→ What you will do:
1) Answer these questions from the excerpt about Epstein's calendar, one per line:
(a) How much in unsolicited donations for Bard's high schools did Mr. Botstein thank Epstein for?
(b) At which foundation was Mr. Marsh an executive at the time?
(c) Roughly how many meetings did Mr. Marsh have with Epstein?
2) Decide whether each statement agrees with the excerpt about Epstein's calendar. Answer yes or no and quote the words that decide it.
(a) Mr. Botstein first visited Epstein's townhouse in 2012.
(b) Mr. Marsh said he saw evidence that Epstein made significant donations.
(c) Mr. Botstein was arriving at JFK Airport that day.
3) Write a continuation of the excerpt about Epstein's calendar, picking up after its final line.

→ Document:
The next person on Epstein’s calendar, Leon Botstein, was running late that day. The longtime president of Bard College was arriving at LaGuardia Airport and planned to head straight to the townhouse, the documents show.
Mr. Botstein said he first visited Epstein’s townhouse in 2012 to thank him for $75,000 in unsolicited donations for Bard’s high schools, then visited again over several years in an attempt to get more. He also invited Epstein to events at the college.
Mr. Botstein said fundraising for the school was his responsibility, and that he met just as frequently with other potential donors.
“It was a humiliating experience to deal with him, but I cannot afford to put my pride before my obligation to raise money for the causes I’m responsible for,” Mr. Botstein said.
“It looked like he was someone who was convicted and served his time,” Mr. Botstein said. “That turned out to be corrupt, but we didn’t know that.”
The last meeting scheduled for the day was with Barnaby Marsh, a philanthropic adviser to wealthy families. At the time, Mr. Marsh was an executive at the John Templeton Foundation, which donates to various science and research groups. He had roughly two dozen meetings with Epstein.
Mr. Marsh said he often went to Epstein’s townhouse for gatherings because it was full of academics and wealthy people who discussed philanthropy ideas. “So many of these billionaires knew him,” Mr. Marsh said. “And he would sit in the corner, just kind of watching.”
Mr. Marsh said Epstein openly discussed his jail time. Mr. Marsh said, however, that he never saw evidence Epstein made significant donations. “He was a lot of talk, but he never did anything.”
That is just one day in Epstein’s calendar. He was scheduled to meet regularly with some of those same people, and infrequently with others. Here is a look at how often they appeared in Epstein’s schedule in the year before and the year after that day:
Hi Diane: Third (short) paragraph, journal rather than journsl. And thanks for this post.
Thanks, Mark. Fixed.

→ Data shown:
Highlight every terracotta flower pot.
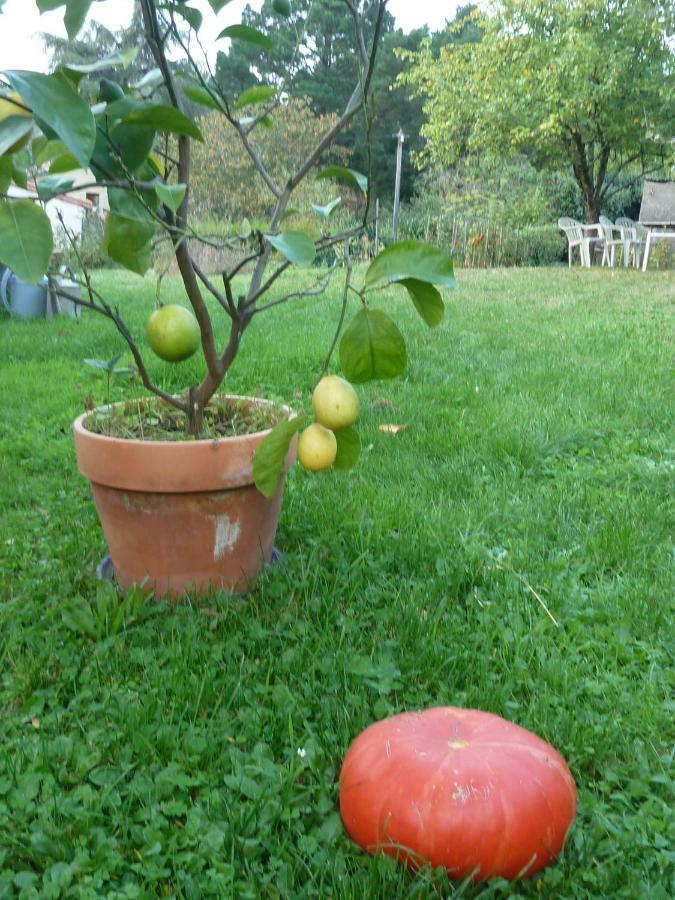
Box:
[74,397,297,597]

→ Exercise responses:
1)
(a) $75,000
(b) The John Templeton Foundation
(c) Roughly two dozen

2)
(a) Yes: "he first visited Epstein’s townhouse in 2012"
(b) No: "he never saw evidence Epstein made significant donations"
(c) No: "arriving at LaGuardia Airport"

3)
It is unsurprising to know that billionaires live in a bubble in which they meet with other well-connected, wealthy people, and they are close to the levers of power. That is why our economy works so well for the ultra-wealthy. They dictate the policies in exchange for campaign and other tax deductible donations. It would be so much better for the other 99% if billionaires paid their fair share of taxes, but that is unlikely within our current system, particular since the debt ceiling deal cuts the IRS staff once again. If billionaires paid more in taxes, we could afford some of the social safety nets available in the Scandinavian countries. Instead, we are heading into austerity as the bilateral agreement on the debt ceiling is a give away to the wealthy, the military and oil and gas. It is another bonus to the wealthy as funds would be transferred from the poor and working class to the super-rich.
RT,
If only working people who vote Republican understood that the party fights for billionaires, not them.
Why are we still talking about this pedophile? Because famous people met with him? Really?
Enough with this WSJ exercise in morbid voyeurism.
It’s not “an exercise in morbid voyeurism.” It’s barely about Epstein; rather, it is about the ultra-rich people who were aware of his reputation but took meetings with him anyway. It is a depressing commentary on the power structure today, and much more sinister than mere voyeurism.
And it’s perhaps the 1,793,899th such story I’ve seen.
This year.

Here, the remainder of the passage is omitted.